▶ SUPPLIED MATERIAL:
-*-*-

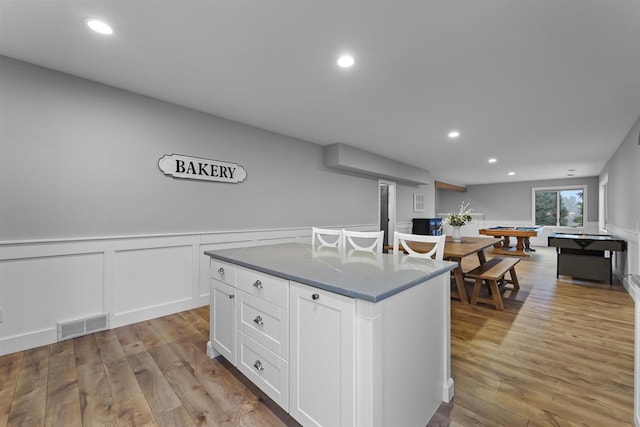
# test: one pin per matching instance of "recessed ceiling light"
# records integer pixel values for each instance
(99, 26)
(454, 134)
(346, 61)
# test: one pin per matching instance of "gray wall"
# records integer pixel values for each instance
(79, 159)
(623, 171)
(512, 201)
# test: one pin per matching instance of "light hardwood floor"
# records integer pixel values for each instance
(560, 354)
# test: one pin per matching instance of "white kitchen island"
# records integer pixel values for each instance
(335, 339)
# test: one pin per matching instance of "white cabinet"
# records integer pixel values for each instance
(331, 360)
(322, 360)
(250, 326)
(223, 309)
(223, 319)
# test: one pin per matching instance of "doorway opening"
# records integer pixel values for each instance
(387, 209)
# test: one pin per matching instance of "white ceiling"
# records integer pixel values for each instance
(543, 86)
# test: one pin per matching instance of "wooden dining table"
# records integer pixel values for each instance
(455, 251)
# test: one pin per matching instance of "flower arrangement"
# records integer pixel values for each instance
(460, 218)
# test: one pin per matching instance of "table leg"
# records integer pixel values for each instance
(459, 279)
(481, 257)
(527, 245)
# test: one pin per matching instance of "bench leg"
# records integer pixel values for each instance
(497, 298)
(476, 292)
(514, 279)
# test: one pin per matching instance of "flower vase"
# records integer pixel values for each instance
(457, 235)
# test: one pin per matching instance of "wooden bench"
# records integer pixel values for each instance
(491, 272)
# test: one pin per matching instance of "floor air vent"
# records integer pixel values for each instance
(76, 328)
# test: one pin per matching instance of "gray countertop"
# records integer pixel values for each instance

-*-*-

▶ WHAT YOU HAVE TO DO: Can the entries above be repeated exactly, without their pictures?

▶ EXPECTED OUTPUT:
# test: one pin per matching instance of "recessed ceiling light"
# records integer pixel values for each instance
(99, 26)
(454, 134)
(346, 61)
# test: one pin per matching instance of "gray wall"
# records integer pixel values for each instance
(79, 159)
(623, 171)
(512, 201)
# test: one pin per matching instance of "light hardwood floor"
# records integer pixel values for each instance
(560, 354)
# test: one pin per matching instance of "white kitchen island"
# records integer pixel values for each instance
(335, 339)
# test: one pin per matching instance of "white cabinet"
# records integer pixel values for each instance
(331, 360)
(322, 360)
(250, 326)
(223, 309)
(223, 319)
# test: one pin per matching instance of "doorway opening"
# records integer pixel values for each instance
(387, 209)
# test: one pin per matching instance of "white ceiling"
# records integer pixel values for each instance
(543, 86)
# test: one pin per matching instance of "wooden dining table"
# records integer pixel values for each instance
(455, 251)
# test: one pin per matching instance of "flower arrangement"
# records integer pixel values for each instance
(460, 218)
# test: one pin per matching instance of "table leg"
# records integer pixel values for each instance
(459, 279)
(481, 257)
(527, 245)
# test: one pin per matching instance of "bench leg"
# records integer pixel values for each instance
(497, 298)
(476, 292)
(514, 279)
# test: one pin per matching instance of "flower vase"
# records integer pixel values for each instance
(457, 235)
# test: one pin per matching instance of "wooden bench"
# records integer pixel values for each instance
(491, 272)
# test: one pin per matching instance of "floor air vent"
# records integer pixel values for each instance
(76, 328)
# test: one pin per matching instance of "gray countertop"
# records integer pixel values for each instance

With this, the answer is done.